WHAT THE EXERCISE ASKS — Print this span of the material below exactly: the line with "the mooncake with", the line with "the white cotton", and every line between them, but nothing else.

--- DATA SECTION Enclosed Below ---

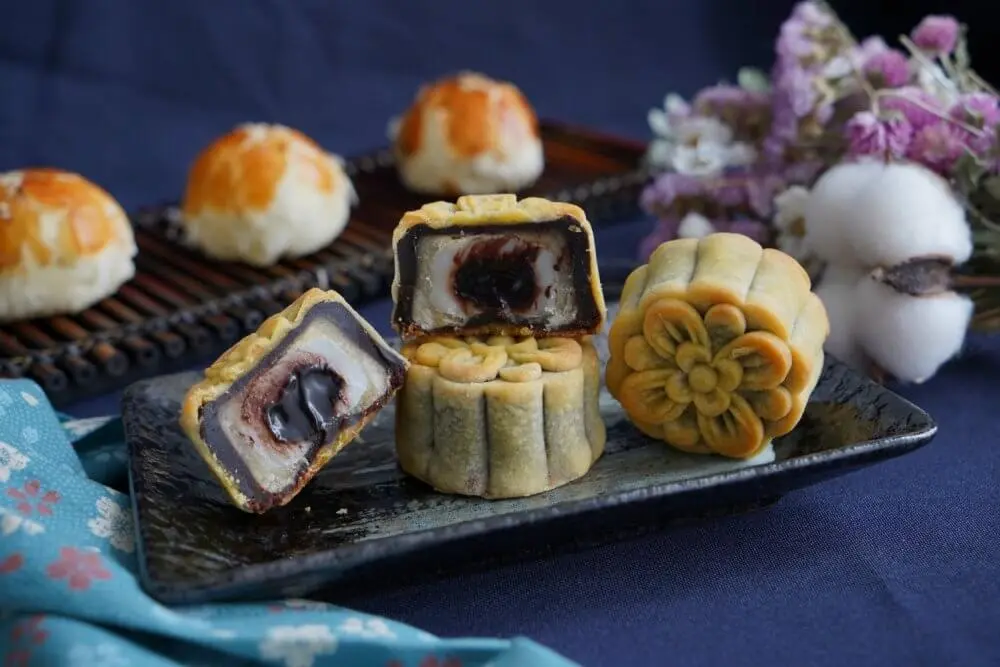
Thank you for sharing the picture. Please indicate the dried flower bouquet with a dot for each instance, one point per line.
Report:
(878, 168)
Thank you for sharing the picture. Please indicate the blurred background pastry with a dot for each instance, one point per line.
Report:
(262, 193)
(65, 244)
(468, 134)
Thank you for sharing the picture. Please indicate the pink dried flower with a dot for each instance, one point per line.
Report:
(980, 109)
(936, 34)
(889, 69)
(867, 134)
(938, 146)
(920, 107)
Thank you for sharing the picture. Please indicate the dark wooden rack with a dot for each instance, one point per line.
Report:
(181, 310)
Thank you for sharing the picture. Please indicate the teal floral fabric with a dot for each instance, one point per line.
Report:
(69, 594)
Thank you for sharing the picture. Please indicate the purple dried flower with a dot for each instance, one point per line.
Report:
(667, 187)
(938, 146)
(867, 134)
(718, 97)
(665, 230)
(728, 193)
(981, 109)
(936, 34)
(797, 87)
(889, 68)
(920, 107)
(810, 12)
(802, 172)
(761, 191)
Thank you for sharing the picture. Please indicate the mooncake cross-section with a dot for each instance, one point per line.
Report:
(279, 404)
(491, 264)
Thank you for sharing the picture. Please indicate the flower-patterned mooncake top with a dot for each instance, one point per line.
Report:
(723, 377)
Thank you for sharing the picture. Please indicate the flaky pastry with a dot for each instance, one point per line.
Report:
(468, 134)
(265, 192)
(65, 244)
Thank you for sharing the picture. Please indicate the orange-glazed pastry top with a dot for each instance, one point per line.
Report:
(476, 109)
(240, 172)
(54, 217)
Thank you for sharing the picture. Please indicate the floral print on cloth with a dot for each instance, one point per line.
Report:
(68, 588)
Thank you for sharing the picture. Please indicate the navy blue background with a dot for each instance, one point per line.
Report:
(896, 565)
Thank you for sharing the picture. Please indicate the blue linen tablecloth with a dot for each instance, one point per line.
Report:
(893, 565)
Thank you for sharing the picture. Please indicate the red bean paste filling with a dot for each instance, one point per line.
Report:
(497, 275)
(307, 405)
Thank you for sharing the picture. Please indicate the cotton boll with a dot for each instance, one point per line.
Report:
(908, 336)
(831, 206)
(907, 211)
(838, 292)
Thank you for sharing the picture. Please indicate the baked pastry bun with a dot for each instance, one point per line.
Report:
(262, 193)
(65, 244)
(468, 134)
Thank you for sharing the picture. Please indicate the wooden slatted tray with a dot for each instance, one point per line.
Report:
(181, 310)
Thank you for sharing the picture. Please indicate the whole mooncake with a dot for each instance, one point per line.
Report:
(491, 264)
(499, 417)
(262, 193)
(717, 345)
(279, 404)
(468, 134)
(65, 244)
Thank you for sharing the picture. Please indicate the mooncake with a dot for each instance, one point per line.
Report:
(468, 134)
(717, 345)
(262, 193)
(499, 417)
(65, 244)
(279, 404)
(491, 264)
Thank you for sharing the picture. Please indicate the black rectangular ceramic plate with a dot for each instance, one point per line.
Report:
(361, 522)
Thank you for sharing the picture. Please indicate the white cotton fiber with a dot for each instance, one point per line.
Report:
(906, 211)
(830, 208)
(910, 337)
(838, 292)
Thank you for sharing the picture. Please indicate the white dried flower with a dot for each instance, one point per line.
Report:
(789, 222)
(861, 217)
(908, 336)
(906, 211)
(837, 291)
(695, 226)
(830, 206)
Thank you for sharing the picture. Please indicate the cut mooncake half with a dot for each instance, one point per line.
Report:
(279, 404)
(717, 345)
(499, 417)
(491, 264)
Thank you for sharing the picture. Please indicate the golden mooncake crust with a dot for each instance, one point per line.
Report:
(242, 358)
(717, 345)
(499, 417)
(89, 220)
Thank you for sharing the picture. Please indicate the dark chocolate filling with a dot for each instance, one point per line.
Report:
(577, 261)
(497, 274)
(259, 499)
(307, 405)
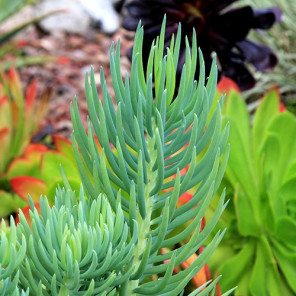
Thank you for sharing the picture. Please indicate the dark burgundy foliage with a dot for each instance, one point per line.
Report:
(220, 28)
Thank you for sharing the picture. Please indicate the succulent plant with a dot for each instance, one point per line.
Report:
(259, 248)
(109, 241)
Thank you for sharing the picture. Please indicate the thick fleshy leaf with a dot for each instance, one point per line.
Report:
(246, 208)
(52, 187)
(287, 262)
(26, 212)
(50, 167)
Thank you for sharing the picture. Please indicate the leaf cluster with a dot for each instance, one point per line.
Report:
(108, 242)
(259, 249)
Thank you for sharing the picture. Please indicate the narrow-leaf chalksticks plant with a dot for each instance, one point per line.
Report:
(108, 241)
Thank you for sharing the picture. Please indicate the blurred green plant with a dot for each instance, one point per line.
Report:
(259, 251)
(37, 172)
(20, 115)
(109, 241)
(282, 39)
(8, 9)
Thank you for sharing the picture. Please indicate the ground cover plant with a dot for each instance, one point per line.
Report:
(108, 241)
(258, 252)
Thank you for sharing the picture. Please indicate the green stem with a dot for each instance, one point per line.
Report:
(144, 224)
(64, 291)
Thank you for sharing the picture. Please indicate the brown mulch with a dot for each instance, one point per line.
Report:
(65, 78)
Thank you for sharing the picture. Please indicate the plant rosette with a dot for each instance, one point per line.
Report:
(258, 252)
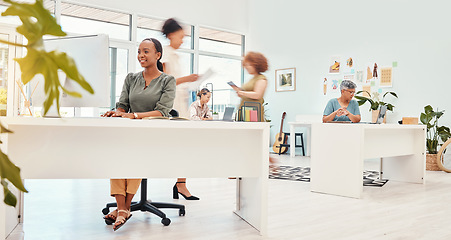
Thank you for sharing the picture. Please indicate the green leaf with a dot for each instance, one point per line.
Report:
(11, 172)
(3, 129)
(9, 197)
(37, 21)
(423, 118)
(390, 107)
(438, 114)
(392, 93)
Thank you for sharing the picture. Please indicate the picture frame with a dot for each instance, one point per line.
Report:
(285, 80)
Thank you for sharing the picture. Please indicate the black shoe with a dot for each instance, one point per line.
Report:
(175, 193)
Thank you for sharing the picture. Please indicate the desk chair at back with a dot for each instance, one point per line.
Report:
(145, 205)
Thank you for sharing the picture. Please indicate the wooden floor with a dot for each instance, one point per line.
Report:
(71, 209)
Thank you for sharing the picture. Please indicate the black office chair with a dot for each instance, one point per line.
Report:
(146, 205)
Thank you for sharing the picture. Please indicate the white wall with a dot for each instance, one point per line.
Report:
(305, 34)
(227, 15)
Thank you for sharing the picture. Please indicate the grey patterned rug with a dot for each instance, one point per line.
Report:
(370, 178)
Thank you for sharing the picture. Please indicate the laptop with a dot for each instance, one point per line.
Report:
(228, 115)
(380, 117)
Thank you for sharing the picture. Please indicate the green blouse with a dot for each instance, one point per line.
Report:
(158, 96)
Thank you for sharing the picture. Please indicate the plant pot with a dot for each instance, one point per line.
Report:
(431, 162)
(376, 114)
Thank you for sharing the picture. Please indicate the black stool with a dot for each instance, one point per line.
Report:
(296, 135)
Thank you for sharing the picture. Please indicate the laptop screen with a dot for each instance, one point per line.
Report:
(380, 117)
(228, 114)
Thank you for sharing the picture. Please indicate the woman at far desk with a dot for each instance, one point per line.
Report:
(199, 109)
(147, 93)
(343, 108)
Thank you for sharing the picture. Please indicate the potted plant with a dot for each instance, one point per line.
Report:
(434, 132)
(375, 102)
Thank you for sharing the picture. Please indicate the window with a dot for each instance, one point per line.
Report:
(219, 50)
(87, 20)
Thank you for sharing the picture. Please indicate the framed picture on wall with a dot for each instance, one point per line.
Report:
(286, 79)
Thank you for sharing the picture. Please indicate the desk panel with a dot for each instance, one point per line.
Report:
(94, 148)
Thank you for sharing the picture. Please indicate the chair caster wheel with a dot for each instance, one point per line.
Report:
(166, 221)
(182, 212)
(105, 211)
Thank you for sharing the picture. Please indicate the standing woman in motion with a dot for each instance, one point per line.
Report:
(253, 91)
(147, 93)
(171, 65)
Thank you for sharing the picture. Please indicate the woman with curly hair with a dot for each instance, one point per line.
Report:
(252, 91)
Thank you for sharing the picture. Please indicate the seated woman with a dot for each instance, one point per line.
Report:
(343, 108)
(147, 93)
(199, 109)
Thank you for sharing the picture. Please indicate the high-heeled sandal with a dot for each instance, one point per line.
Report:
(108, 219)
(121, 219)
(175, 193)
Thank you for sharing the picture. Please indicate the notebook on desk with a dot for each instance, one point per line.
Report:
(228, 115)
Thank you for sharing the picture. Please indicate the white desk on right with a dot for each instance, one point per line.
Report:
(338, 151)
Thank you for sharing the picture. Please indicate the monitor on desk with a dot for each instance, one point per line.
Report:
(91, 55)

--- End of Enclosed DATA SECTION ---

ANSWER FOR THIS EXERCISE —
Thank you for sharing the picture. Please indicate the mooncake with a dot for each instance, one point per line.
Report:
(468, 134)
(717, 345)
(262, 193)
(499, 417)
(65, 244)
(279, 404)
(491, 264)
Thank you for sharing the picture. Please indicate the black rectangular ceramic plate with a dot for each instance, one point per line.
Report:
(361, 522)
Thank you for sharing the picture. Please indicate the white cotton fiber with a dot for each instance, one point per line.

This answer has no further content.